== Available data ==
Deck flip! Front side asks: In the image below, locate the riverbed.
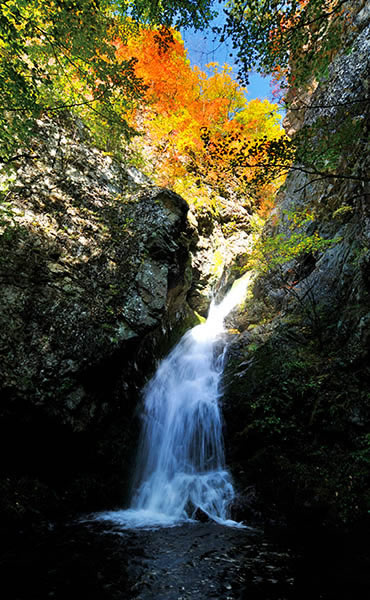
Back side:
[0,517,370,600]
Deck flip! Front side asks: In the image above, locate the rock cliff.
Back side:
[0,115,195,521]
[225,4,370,531]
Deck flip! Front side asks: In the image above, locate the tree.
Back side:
[117,28,283,211]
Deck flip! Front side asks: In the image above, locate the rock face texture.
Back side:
[0,119,193,519]
[225,7,370,531]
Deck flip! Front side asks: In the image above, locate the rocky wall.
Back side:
[0,115,195,522]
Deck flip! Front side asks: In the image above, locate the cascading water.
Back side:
[99,279,246,527]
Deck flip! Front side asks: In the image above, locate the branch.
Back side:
[0,152,40,165]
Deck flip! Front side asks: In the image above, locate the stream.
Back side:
[0,516,370,600]
[0,278,369,600]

== Job ==
Copy out the listing above, changing every "Back side" to "Reverse side" and keeping everything else the same. Leave the picture out.

== Result for this task ==
Deck flip! Front side asks: In the image below, locate the riverbed.
Reverse side:
[0,517,370,600]
Deck flip! Front side asks: In the image above, locate the rock cliff.
Reverse side:
[0,115,195,521]
[225,4,370,531]
Deck flip! Front side asks: In the image above, locate the tree.
Reverse side:
[117,28,283,211]
Deck flip! Front side asks: In the image above, locate the rock face texture.
Reverse side:
[0,119,193,519]
[225,7,370,531]
Deck flip! Front side asks: In the image above, locate the rocky wall.
Reverse side:
[0,115,195,522]
Deck flip! Front side asks: In the image above, locate the cascading water.
Reverse side:
[99,279,246,527]
Deck flip! Front side asks: In the image above, locate the branch.
Reverse side:
[0,152,40,165]
Deck flip! Front side asks: In the image above, locate the stream.
Reverse side:
[0,516,370,600]
[0,278,369,600]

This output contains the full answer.